## Exercise instructions
(1) Please reproduce the part of the "Hunting and Gathering" review that starts with "30 January 2023" and goes on through "with Michel Simon...".
(2) Resume the "Hunting and Gathering" review from the point where it stops.

8/10
A cinematic ray of sunshine...
30 January 2023
"Hunting and Gathering" is the penultimate film of Claude Berri, the last tycoon of French cinema. He passed away before completing his final project but I like to think of that one as the last one made under his full artistic supervision because it's a fitting ending to a rich body of work and the subject poetically closes an arc traced by his first feature film "The Old Man and the Child" with Michel Simon...

There truly is a poignant and satisfying feeling of full circle with the theme of people who overcome isolation and find a ray of sunshine in their lives through the presence of others. It's as simple as that but sometimes it's within the simplicity of moments such as people sharing a meal, a drink, a conversation that faith in happiness can be revived. The film might never leave a indelible impression, it's not on par with Claude Berri's celebrated works such as "So Long, Stooge", or "Jean de Florette/ Manon des Sources" but it does leave the viewer with with a little smile in your face and a great deal of satisfaction.

There are four protagonists, all wonderfully played by their respective actors, I did believe in each of them though I must admit I had a hard time sympathizing with Guillaume Canet's Franck who plays the bad boy with a golden heart. It's not his performance but rather the way he was perhaps the most "obvious" of all. He's a young chef who takes care of his grandmother Paulette (Françoise Bertin) a woman in her eighties and whose declining health put her in a retirement home, far from her little house, her garden and her cats. Oh I'm digressing, I was talking about Franck. The offspring of a failed union, left by both his parents and raised by Paulette, he built a defensive hard-to-get attitude to preserve himself from deception and drowns his bitterness in beer and one-night stands... life for his meals, love is one thing to make, not enjoy.

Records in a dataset
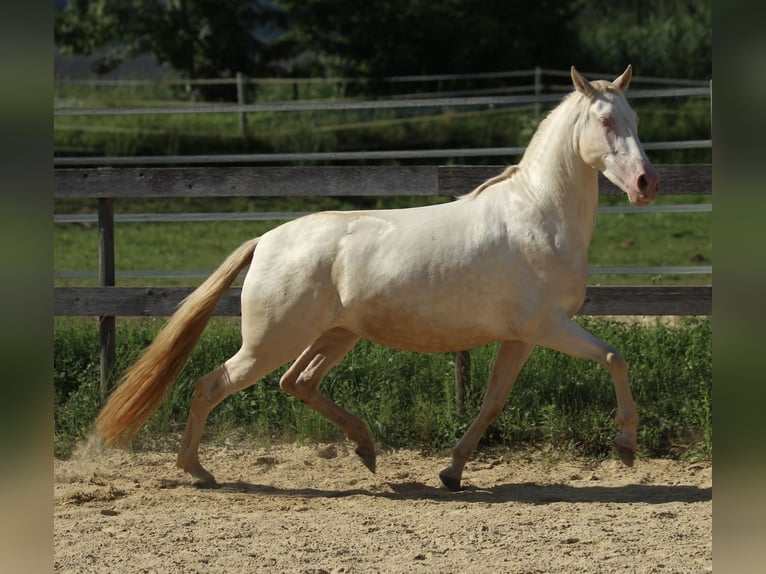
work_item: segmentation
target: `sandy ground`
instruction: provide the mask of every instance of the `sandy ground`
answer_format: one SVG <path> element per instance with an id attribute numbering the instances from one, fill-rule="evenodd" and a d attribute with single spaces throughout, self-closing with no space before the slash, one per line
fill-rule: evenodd
<path id="1" fill-rule="evenodd" d="M 712 572 L 712 464 L 484 454 L 465 490 L 448 459 L 346 445 L 202 449 L 219 487 L 171 452 L 54 461 L 56 572 Z"/>

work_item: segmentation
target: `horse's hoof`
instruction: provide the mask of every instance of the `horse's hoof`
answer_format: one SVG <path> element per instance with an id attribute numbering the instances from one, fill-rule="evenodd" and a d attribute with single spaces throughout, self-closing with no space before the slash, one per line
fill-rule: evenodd
<path id="1" fill-rule="evenodd" d="M 460 479 L 450 476 L 448 471 L 449 469 L 444 469 L 439 473 L 439 479 L 442 481 L 442 484 L 452 492 L 459 492 L 463 490 L 463 487 L 460 486 Z"/>
<path id="2" fill-rule="evenodd" d="M 184 463 L 181 460 L 177 460 L 176 466 L 184 472 L 191 474 L 194 486 L 208 485 L 207 488 L 215 488 L 218 484 L 215 477 L 205 470 L 205 467 L 199 462 Z"/>
<path id="3" fill-rule="evenodd" d="M 620 460 L 625 466 L 633 466 L 633 461 L 636 459 L 636 451 L 632 448 L 625 446 L 615 445 L 617 448 L 617 454 L 620 456 Z"/>
<path id="4" fill-rule="evenodd" d="M 357 456 L 362 460 L 362 464 L 367 467 L 367 469 L 372 473 L 375 474 L 375 467 L 376 467 L 376 459 L 375 451 L 368 451 L 361 447 L 357 447 L 354 451 Z"/>

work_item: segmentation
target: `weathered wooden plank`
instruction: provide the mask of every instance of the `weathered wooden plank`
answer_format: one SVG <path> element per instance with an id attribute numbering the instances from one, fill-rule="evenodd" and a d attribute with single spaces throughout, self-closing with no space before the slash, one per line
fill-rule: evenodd
<path id="1" fill-rule="evenodd" d="M 496 176 L 507 166 L 440 166 L 439 194 L 458 196 Z M 713 168 L 710 164 L 657 165 L 660 193 L 663 195 L 705 195 L 713 193 Z M 599 175 L 601 195 L 622 195 L 623 192 L 603 175 Z"/>
<path id="2" fill-rule="evenodd" d="M 470 192 L 506 166 L 145 167 L 54 170 L 54 196 L 274 197 L 442 195 Z M 661 193 L 710 194 L 712 166 L 659 165 Z M 600 193 L 619 195 L 599 178 Z"/>
<path id="3" fill-rule="evenodd" d="M 113 314 L 120 317 L 172 315 L 193 287 L 56 287 L 53 314 L 92 317 Z M 240 288 L 229 289 L 218 302 L 215 314 L 240 313 Z"/>
<path id="4" fill-rule="evenodd" d="M 436 166 L 161 167 L 54 170 L 54 196 L 436 195 Z"/>
<path id="5" fill-rule="evenodd" d="M 712 315 L 713 288 L 588 287 L 578 315 Z"/>
<path id="6" fill-rule="evenodd" d="M 168 316 L 191 287 L 57 287 L 53 310 L 57 316 Z M 215 314 L 240 313 L 240 288 L 232 288 Z M 712 287 L 588 287 L 580 315 L 711 315 Z"/>

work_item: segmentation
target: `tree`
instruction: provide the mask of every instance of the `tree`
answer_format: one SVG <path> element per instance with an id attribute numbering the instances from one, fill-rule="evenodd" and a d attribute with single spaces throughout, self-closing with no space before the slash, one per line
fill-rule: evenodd
<path id="1" fill-rule="evenodd" d="M 712 0 L 577 0 L 583 69 L 709 79 Z"/>
<path id="2" fill-rule="evenodd" d="M 63 54 L 96 55 L 105 72 L 153 53 L 188 78 L 273 73 L 286 14 L 268 0 L 69 0 L 56 12 Z"/>
<path id="3" fill-rule="evenodd" d="M 571 1 L 283 0 L 289 34 L 353 76 L 569 65 Z"/>

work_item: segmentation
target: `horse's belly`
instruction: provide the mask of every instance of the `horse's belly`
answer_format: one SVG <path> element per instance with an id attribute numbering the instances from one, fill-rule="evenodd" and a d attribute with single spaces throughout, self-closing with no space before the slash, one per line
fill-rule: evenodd
<path id="1" fill-rule="evenodd" d="M 368 309 L 358 318 L 355 331 L 382 345 L 419 352 L 462 351 L 507 338 L 502 325 L 461 315 Z"/>

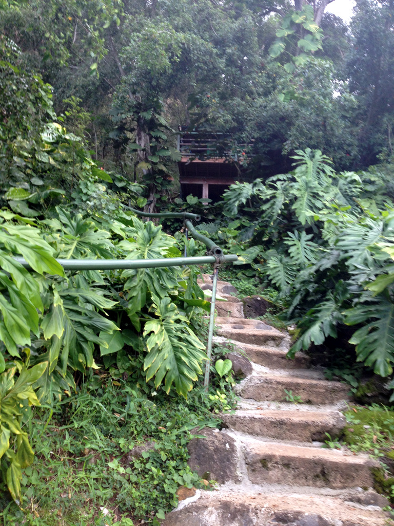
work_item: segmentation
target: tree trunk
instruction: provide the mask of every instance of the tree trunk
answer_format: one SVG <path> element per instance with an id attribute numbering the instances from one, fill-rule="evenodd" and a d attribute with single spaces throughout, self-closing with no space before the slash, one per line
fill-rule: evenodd
<path id="1" fill-rule="evenodd" d="M 318 3 L 318 4 L 317 2 L 314 2 L 313 9 L 315 12 L 314 19 L 318 26 L 320 26 L 322 23 L 322 19 L 323 17 L 323 15 L 324 14 L 326 7 L 327 7 L 329 4 L 331 4 L 331 3 L 334 1 L 334 0 L 321 0 L 321 1 Z"/>

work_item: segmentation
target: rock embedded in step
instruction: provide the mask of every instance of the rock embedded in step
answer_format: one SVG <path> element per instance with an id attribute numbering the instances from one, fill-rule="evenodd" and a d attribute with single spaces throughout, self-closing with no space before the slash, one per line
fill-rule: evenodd
<path id="1" fill-rule="evenodd" d="M 233 371 L 237 380 L 242 380 L 252 374 L 253 368 L 250 360 L 246 356 L 241 356 L 235 352 L 228 352 L 225 358 L 233 362 Z"/>
<path id="2" fill-rule="evenodd" d="M 186 499 L 190 499 L 191 497 L 195 495 L 196 490 L 195 488 L 186 488 L 186 486 L 180 486 L 177 490 L 177 496 L 178 500 L 181 502 Z"/>
<path id="3" fill-rule="evenodd" d="M 274 516 L 275 526 L 331 526 L 320 515 L 302 511 L 279 511 Z"/>
<path id="4" fill-rule="evenodd" d="M 205 438 L 193 438 L 188 444 L 191 469 L 200 477 L 219 484 L 236 480 L 238 455 L 234 439 L 209 428 L 196 432 Z"/>
<path id="5" fill-rule="evenodd" d="M 245 317 L 253 319 L 263 316 L 267 312 L 267 309 L 272 306 L 269 301 L 258 296 L 244 298 L 242 302 Z"/>
<path id="6" fill-rule="evenodd" d="M 374 490 L 368 490 L 359 495 L 352 495 L 349 497 L 349 500 L 363 506 L 379 506 L 379 508 L 385 508 L 389 503 L 385 497 L 376 493 Z"/>
<path id="7" fill-rule="evenodd" d="M 222 294 L 236 294 L 237 289 L 232 285 L 224 285 L 222 288 L 221 292 Z"/>
<path id="8" fill-rule="evenodd" d="M 255 325 L 254 328 L 263 330 L 272 330 L 272 327 L 271 325 L 267 325 L 267 323 L 264 323 L 262 321 Z"/>
<path id="9" fill-rule="evenodd" d="M 243 502 L 218 502 L 214 507 L 197 501 L 165 516 L 162 526 L 254 526 L 256 512 Z"/>

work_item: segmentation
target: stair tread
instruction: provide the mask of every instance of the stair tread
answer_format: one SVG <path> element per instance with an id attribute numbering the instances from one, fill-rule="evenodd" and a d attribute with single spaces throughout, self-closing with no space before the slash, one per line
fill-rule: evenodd
<path id="1" fill-rule="evenodd" d="M 288 444 L 278 441 L 259 440 L 256 438 L 245 436 L 241 437 L 250 454 L 257 455 L 270 455 L 274 457 L 293 457 L 299 459 L 324 459 L 331 462 L 345 464 L 366 464 L 370 467 L 378 467 L 379 462 L 366 455 L 354 454 L 350 451 L 338 449 L 331 449 L 304 444 Z"/>
<path id="2" fill-rule="evenodd" d="M 293 420 L 318 422 L 336 418 L 340 413 L 335 410 L 302 411 L 298 409 L 236 409 L 232 414 L 223 415 L 226 419 L 235 417 L 248 418 Z"/>
<path id="3" fill-rule="evenodd" d="M 283 371 L 282 374 L 275 373 L 273 371 L 268 372 L 257 372 L 254 373 L 253 376 L 248 377 L 246 380 L 244 380 L 239 385 L 243 386 L 246 383 L 248 385 L 252 384 L 258 385 L 259 383 L 302 383 L 305 385 L 325 385 L 327 387 L 329 387 L 332 389 L 334 387 L 340 389 L 340 390 L 349 390 L 348 386 L 342 383 L 341 382 L 337 382 L 333 380 L 323 380 L 318 378 L 308 378 L 303 376 L 296 376 L 294 375 L 294 371 L 296 370 L 293 370 L 292 373 L 288 371 Z M 300 369 L 300 371 L 303 370 Z"/>
<path id="4" fill-rule="evenodd" d="M 319 519 L 317 518 L 319 516 L 328 521 L 330 526 L 338 523 L 345 523 L 346 526 L 382 526 L 388 517 L 388 514 L 375 507 L 367 507 L 345 500 L 347 495 L 350 498 L 357 498 L 358 493 L 362 499 L 361 491 L 358 493 L 355 492 L 354 494 L 346 493 L 343 497 L 313 492 L 310 488 L 305 488 L 304 491 L 306 492 L 304 494 L 297 493 L 294 491 L 294 488 L 279 484 L 275 485 L 275 489 L 271 487 L 269 490 L 265 487 L 255 485 L 250 488 L 242 489 L 236 487 L 222 487 L 219 491 L 201 491 L 201 497 L 196 503 L 199 508 L 205 510 L 203 513 L 204 515 L 206 514 L 207 518 L 212 518 L 211 521 L 208 520 L 206 522 L 205 519 L 203 520 L 201 523 L 204 526 L 205 524 L 213 523 L 213 518 L 220 514 L 221 510 L 223 515 L 219 515 L 218 518 L 226 520 L 227 524 L 234 523 L 231 519 L 230 522 L 228 522 L 228 513 L 227 517 L 225 515 L 226 510 L 232 509 L 234 503 L 241 508 L 250 510 L 249 516 L 254 517 L 253 524 L 256 526 L 274 526 L 278 524 L 278 521 L 282 523 L 280 518 L 284 513 L 288 514 L 287 517 L 303 517 L 305 519 L 310 517 L 310 522 L 305 523 L 310 524 L 320 523 Z M 180 513 L 182 513 L 182 519 L 174 524 L 186 523 L 186 517 L 189 514 L 193 515 L 193 507 L 186 507 L 180 512 L 173 512 L 174 515 Z M 167 516 L 170 520 L 171 514 Z"/>

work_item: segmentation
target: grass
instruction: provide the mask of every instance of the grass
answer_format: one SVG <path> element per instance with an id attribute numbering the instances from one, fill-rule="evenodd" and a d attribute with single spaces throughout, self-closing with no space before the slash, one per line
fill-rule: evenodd
<path id="1" fill-rule="evenodd" d="M 91 375 L 77 394 L 35 409 L 26 422 L 35 459 L 24 471 L 23 511 L 3 483 L 0 524 L 158 525 L 180 486 L 209 484 L 187 464 L 190 430 L 217 426 L 213 412 L 234 400 L 223 379 L 186 401 Z"/>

## Task-by-task answers
(1)
30 January 2023
"Hunting and Gathering" is the penultimate film of Claude Berri, the last tycoon of French cinema. He passed away before completing his final project but I like to think of that one as the last one made under his full artistic supervision because it's a fitting ending to a rich body of work and the subject poetically closes an arc traced by his first feature film "The Old Man and the Child" with Michel Simon...

(2)
Franck isn't the only one with demons, there's Camille played by Audrey Tautou. She doesn't see eye to eye with her mother and works as a janitorial worker, she's anorexic, smokes a lot and lives in one of these studios in the top of Parisian buildings (called 'maid's rooms' die to their extreme coziness. She's got nerves, a dry sense of humor and doesn't strike as the girl who believes in a Charming Prince but she knows good person when she sees one. An office worker leaves some of his garbage outside the basket, she leaves a savage note on his office, a kindly neighbor, Philibert (Laurent Stocker) addresses her politely, she just invites him to a little improvised dinner in her room. Why? Maybe because unlike Franck, she can't force herself to believe that she can live without a good company every now and then. And unlike Franck, it's not sexual and somehow she felt that Philibert wouldn't think so either.

Philibert is a man with aristocratic background written all over his particle name, he has a stammer, wears a shapka and dresses like a dandy from the 50s, whatever made him the roommate of Franck might be the only "plot convenience" we could close our eyes on... Anyway, it all leads down to a night where Camille falls sick and Philibert takes her to her apartment, she needs a few day to recover and eventually meet Franck. Now. I still remember my initial feeling, I was so moved by the duo formed by Camille and Philibert that I felt like the film would lose its mindless charm if it had to surrender the something as formulaic as "boy meets girl - they hate each other - they fall in love" etc.

Well, it's a foregone conclusion that the two will fall in love but Berri's film doesn't care about clichés as much as it doesn't care about avoiding them . And no matter what, the film is less about two people who found love, than four people who found a certain state of grace once they opened their doors and therefore their hearts to each other... Philibert overcomes his handicap and pursue theater courses and finds love on stage... Paulette is hosted by her grandson and taken care of by Camille... and Camille and Franck, tease each other, resist the idea of falling in love to better throw themselves in. But again, love is less a plot device than a collateral healing.

We know that some facts of life will take their rights back but there's never a sense of major threat or some existential obstacle, it's just as if Berri knowing each film could be the last decided to free himself from that 'need of social relevance' like in his earlier movies ... We live in a world that is a constant temptation for isolation and cynicism and that the very director of "So Long, Stooge" with Coluche, could compose that hymn for togetherness can almost look utopian or naïve, but if such scenarios were that implausible, would the world really be worth to live?

Why couldn't an old woman die peacefully in the place she loved? Why would a man with a stutter not become an acclaimed comedian? Why wouldn't professional success be compatible with true love? In "The Old Man and the Sun", an old prejudiced man hid a little Jewish boy. He didn't know about his identity but it didn't matter, the kid became his best friend and the old man's soul was cleaned up. The stakes are lower in "Hunting and Gathering", no life-and-death situation, but the spirit is the same: maybe one of the key to happiness is to meet people who make us want to become better.